> WORK ORDER 1: In the passage on OR gene classification, what bootstrap value did clustered genes need to exceed to be placed into one OGG?
> WORK ORDER 2: Pick up the passage on OR gene classification and orthologous gene groups after its final sentence, and write what comes next.

### SOURCE EXTRACT ###

Gene classification and orthologous gene group assignment

Due to the large number of OR genes in mammals, we analyzed the OR genes according to two aspects, namely, Class I and Class II classification and OGG assignment. First, we constructed a phylogenetic tree for the OR genes of each species. Generally, the Class I and Class II OR genes formed two different branches, and the Class I ORs were located basal to the Class II ORs in the phylogenetic tree. From these results, we roughly classified the OR genes of each species into Class I and Class II patterns. Then, according to Niimura et al., we used 33 single-source evolutionary branches (one Class I and 32 Class II branches, the latter named A-S, AA-AJ, AT, BB, and BC), and the OR genes were classified into different phylogenetic branches [48, 49] with high bootstrap (90%) support. Thus, we classified all identified OR genes into Class I or Class II.

Then, we used the following method to assign OGGs. We used OrthoMCL [50] to classify all the identified intact OR genes and obtained 747 OGGs containing at least two members. The remaining 491 individual genes were classified by a phylogenetic tree analysis. First, we constructed a phylogenetic tree for all 491 OR gene sequences as well as non-OR GPCR genes and set the non-OR GPCR genes as outgroups. In this phylogenetic tree, if different genes were clustered together and the bootstrap value was greater than 70, they were classified into one OGG, and the rest were considered to be single genes. Thus, we classified 491 individual genes into 364 OGGs. Among the 23 mammals, we assigned 12,711 intact OR genes into 1111 OGGs, with 830 OGGs containing more than 2 ORs and 281 OGGs containing only one OR. The OGGs were named as follows: first, they were named OGG1 or OGG2 if they belonged to Class I or Class II, respectively, and then were assigned numerical values according to the OGG size, where the largest OGG was named OGG1–1, etc.

### DATA FOR ANALYSIS ###

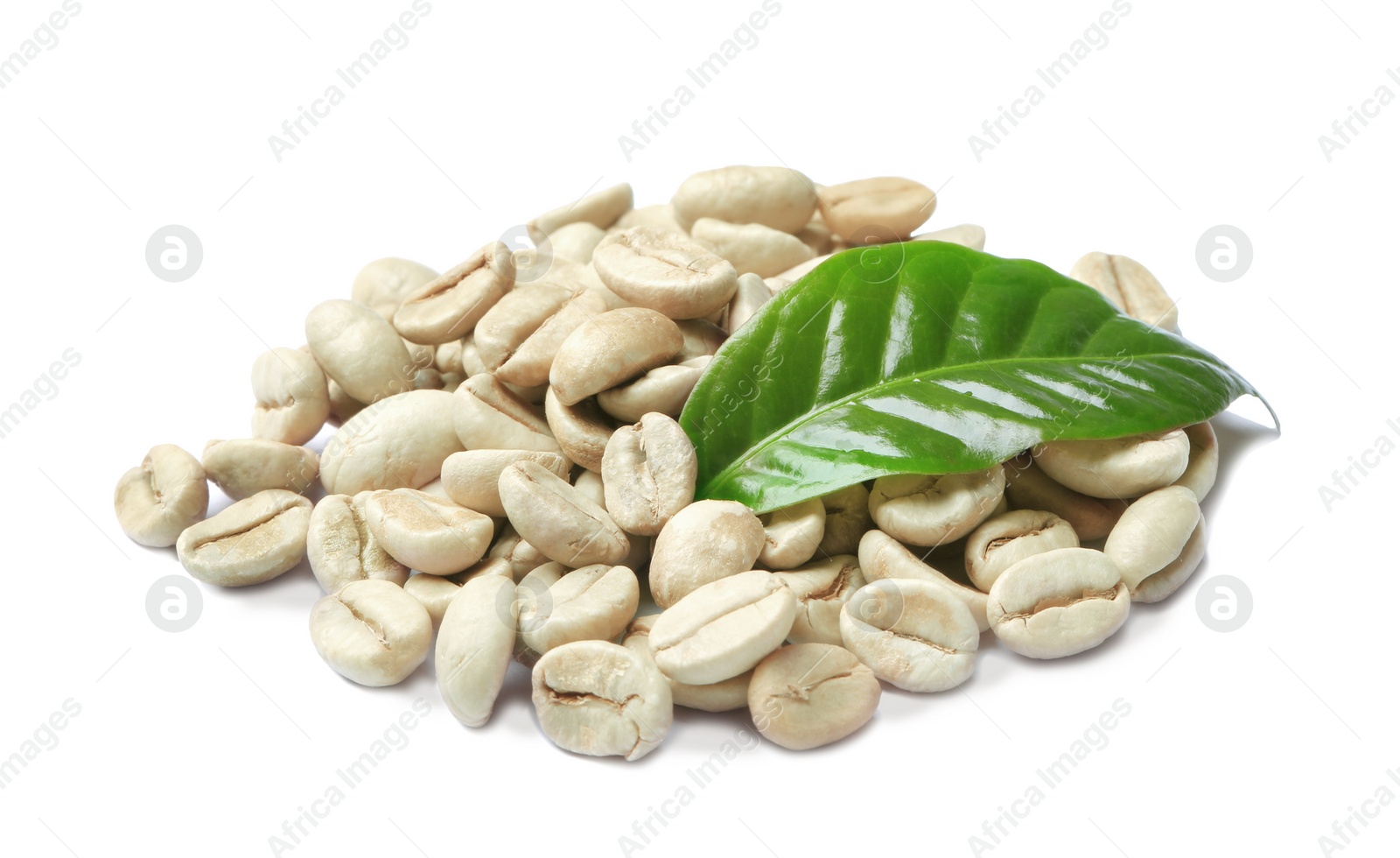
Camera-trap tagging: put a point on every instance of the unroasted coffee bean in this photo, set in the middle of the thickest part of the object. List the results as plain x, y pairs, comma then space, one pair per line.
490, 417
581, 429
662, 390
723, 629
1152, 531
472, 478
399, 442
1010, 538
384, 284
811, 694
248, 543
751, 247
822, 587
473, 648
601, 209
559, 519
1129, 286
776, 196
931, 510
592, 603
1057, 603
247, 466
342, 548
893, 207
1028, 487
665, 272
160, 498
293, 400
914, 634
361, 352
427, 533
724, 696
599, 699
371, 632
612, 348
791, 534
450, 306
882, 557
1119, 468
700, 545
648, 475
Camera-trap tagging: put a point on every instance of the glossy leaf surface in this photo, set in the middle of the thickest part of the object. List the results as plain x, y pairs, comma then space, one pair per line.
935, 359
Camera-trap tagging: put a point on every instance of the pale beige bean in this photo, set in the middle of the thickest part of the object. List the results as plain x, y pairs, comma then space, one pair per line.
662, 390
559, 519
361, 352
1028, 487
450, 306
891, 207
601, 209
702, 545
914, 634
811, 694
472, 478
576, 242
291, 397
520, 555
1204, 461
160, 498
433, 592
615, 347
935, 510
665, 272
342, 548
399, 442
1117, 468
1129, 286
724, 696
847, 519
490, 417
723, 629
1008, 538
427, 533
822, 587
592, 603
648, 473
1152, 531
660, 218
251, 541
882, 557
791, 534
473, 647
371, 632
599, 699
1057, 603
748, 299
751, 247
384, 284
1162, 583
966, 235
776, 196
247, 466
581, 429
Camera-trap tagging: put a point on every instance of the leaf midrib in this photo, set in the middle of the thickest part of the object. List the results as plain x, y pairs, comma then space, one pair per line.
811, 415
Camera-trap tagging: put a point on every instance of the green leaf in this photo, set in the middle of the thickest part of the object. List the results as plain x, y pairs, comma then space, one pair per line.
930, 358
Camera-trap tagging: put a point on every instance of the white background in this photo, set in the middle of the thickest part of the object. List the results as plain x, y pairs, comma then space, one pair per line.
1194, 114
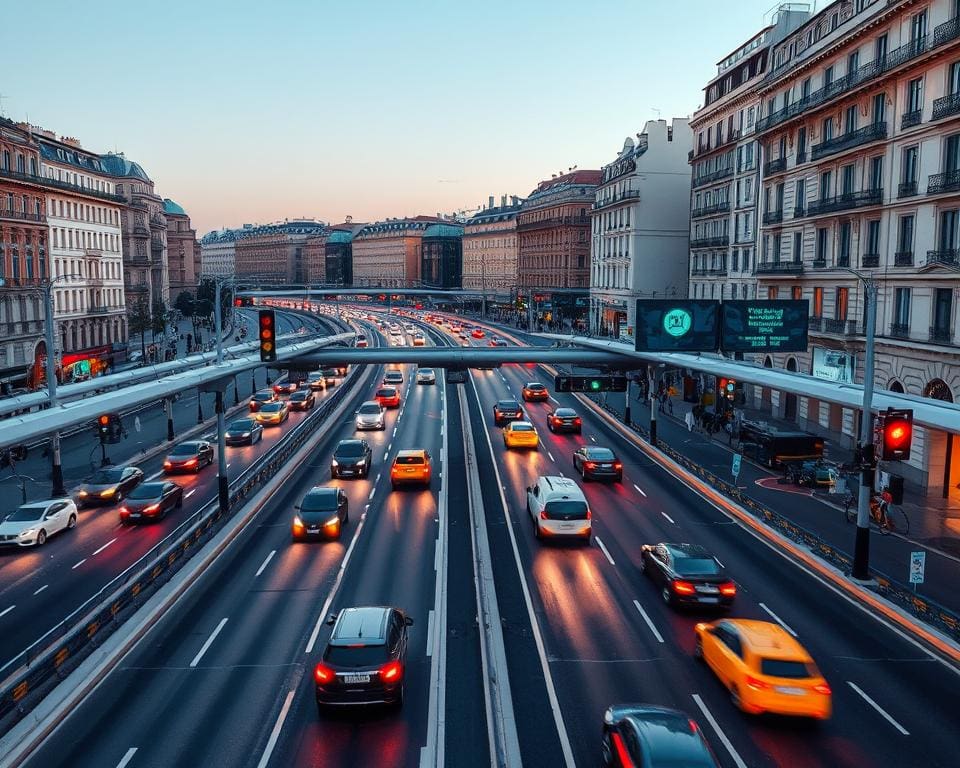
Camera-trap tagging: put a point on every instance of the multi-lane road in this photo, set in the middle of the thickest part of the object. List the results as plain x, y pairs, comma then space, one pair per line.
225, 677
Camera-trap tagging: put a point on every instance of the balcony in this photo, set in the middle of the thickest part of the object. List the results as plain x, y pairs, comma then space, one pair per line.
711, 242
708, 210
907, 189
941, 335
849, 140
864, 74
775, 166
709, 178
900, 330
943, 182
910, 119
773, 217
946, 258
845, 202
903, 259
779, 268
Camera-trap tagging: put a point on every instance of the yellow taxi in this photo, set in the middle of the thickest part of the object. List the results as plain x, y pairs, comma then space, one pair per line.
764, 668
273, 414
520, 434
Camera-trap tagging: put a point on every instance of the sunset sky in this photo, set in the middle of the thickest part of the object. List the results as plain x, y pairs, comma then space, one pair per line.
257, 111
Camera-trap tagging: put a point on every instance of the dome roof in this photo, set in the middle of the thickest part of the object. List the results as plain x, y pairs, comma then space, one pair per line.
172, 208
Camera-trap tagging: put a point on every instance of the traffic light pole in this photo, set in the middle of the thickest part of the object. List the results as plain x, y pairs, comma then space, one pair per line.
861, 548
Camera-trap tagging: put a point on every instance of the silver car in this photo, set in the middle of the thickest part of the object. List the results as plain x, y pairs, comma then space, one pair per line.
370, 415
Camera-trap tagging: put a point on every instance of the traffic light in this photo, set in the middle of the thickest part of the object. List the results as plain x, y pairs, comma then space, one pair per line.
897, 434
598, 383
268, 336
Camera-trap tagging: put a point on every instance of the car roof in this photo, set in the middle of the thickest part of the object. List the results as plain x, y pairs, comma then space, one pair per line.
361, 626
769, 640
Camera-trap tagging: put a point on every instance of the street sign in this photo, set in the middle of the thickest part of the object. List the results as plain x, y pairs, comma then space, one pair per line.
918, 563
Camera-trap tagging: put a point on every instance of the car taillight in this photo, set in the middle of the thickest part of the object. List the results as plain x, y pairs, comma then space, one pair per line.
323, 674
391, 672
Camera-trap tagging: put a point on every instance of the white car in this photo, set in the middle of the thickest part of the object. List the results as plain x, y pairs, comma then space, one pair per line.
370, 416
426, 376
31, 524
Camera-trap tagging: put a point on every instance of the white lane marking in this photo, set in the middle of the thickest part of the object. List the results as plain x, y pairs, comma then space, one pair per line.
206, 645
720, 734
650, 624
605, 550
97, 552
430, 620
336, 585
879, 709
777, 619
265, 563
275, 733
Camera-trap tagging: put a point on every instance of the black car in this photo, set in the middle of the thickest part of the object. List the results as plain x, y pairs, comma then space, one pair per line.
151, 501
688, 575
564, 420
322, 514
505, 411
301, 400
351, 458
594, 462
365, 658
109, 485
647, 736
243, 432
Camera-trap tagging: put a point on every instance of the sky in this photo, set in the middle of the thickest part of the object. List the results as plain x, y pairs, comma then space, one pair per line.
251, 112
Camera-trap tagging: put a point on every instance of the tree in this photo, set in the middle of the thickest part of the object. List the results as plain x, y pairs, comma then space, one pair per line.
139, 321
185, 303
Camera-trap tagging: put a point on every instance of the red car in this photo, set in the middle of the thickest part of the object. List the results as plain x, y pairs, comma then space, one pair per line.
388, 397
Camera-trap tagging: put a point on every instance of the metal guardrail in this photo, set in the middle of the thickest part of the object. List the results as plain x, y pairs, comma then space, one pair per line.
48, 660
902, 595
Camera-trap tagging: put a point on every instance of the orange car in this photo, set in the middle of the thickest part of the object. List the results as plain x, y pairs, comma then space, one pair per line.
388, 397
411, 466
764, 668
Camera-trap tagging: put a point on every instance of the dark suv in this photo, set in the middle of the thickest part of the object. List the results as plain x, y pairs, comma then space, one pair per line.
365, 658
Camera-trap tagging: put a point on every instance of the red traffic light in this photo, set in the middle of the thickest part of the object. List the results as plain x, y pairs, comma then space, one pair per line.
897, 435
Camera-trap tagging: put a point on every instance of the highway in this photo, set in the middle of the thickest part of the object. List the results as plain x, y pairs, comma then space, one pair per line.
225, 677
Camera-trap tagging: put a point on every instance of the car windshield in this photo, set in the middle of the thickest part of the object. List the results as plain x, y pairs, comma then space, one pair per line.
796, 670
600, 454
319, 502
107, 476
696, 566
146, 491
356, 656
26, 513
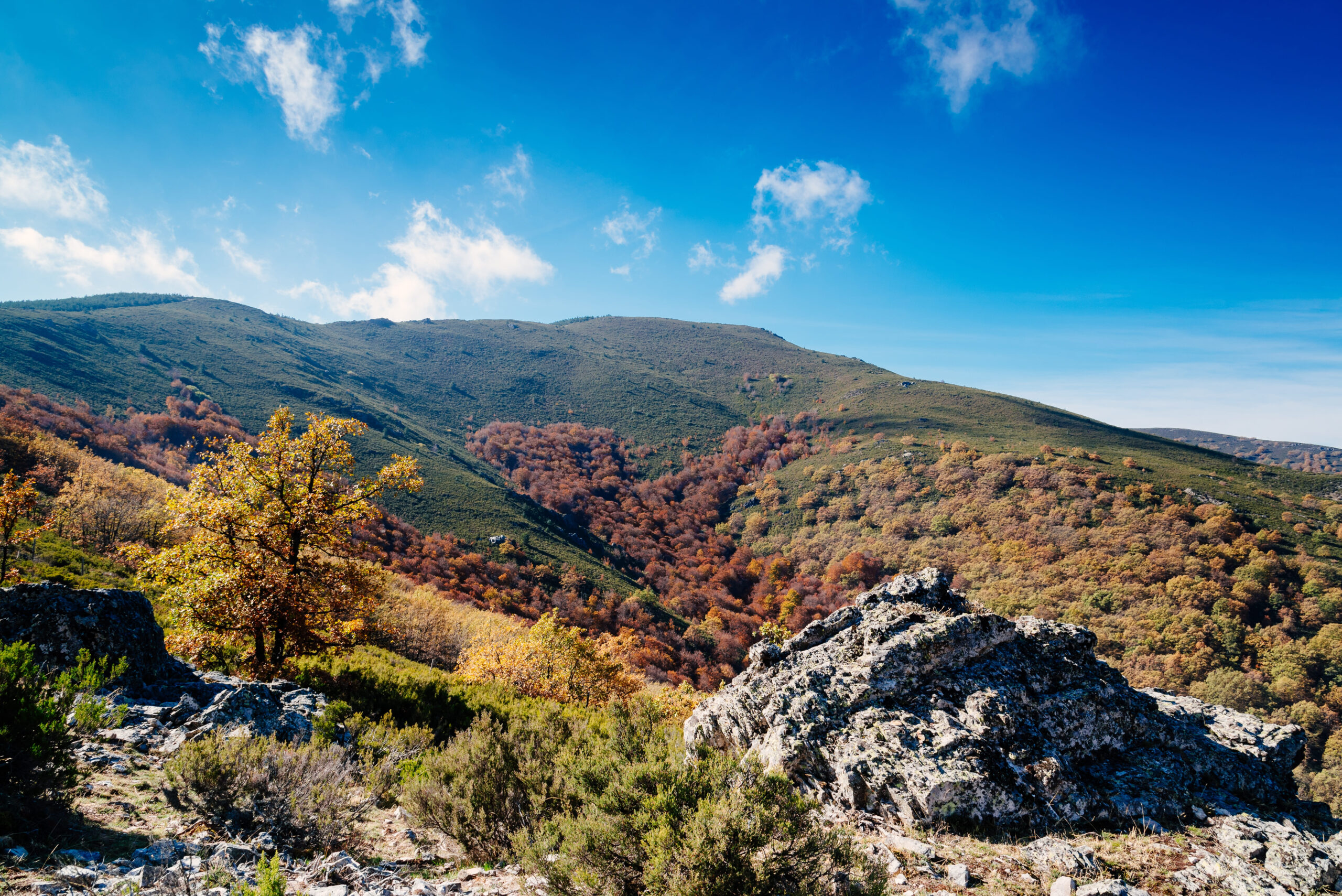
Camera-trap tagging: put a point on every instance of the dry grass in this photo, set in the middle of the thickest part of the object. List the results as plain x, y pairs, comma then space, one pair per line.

###

> WRITTEN ANSWER 1: A bootstrap value greater than 70.

> WRITTEN ANSWER 2:
Finally, we classified all the nonintact genes (including pseudogenes and incomplete genes) into the above 1111 OGGs. Due to the inaccuracy of evolutionary relationships inferred by segment sequences, we directly used the BLAST best matching method for classification. In other words, each nonintact OR gene was subjected to a BLAST search against 12,711 intact OR genes and classified into the OGG where the best sequence was located.

Gene gain and loss rate estimation

The gain rate (β) usually refers to the number of intact genes gained per MYs, and the loss rate (δ) refers to the number of intact genes lost per MYs. We calculated the β and δ of each branch in the phylogeny of 23 mammals. For each branch, β and δ were assumed to remain constant over time. Suppose that there are A0 genes at the start time t = 0. At t = T, the number of genes becomes A0 + G - L due to gene gains (G) and gene losses (L) during this time. The number of gene gains until time t is g(t), and the number of losses is l(t). Therefore, G = g(T) and L = l(T). Then the following formula can be obtained [14]:

$$ \frac{dg(t)}{dt}=\left({A}_0+g(t)-l(t)\right)\beta $$
$$ \frac{dl(t)}{dt}=\left({A}_0+g(t)-l(t)\right)\delta $$

From this, we can obtain the following formula:

$$ \beta =\frac{G}{\left(G-L\right)T}\ln \left(1+\frac{G-L}{A_0}\right) $$
$$ \delta =\frac{L}{\left(G-L\right)T}\ln \left(1+\frac{G-L}{A_0}\right) $$

Using the above formula, we can calculate the β and δ values.

Selective pressure analysis

We used the likelihood algorithm in PAML 4.9 [51] to estimate the nonsynonymous/synonymous replacement rate ω. Here, we only analyzed OGGs with 3 or more sequences. We constructed these OGG unrooted trees and used the Codeml with one ratio (M0) model and F3 × 4 codon frequency models to calculate the global ω values.